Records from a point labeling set
## START
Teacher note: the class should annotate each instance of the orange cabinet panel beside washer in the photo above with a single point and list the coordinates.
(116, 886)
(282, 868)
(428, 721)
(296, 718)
## END
REQUIRED WORK: Reproduce the listing above line for line, with no changes.

RESPONSE TO THE TASK:
Teacher note: the class should annotate each instance of the orange cabinet panel beside washer in the photo above with a single point and list the coordinates.
(116, 886)
(282, 868)
(428, 721)
(296, 718)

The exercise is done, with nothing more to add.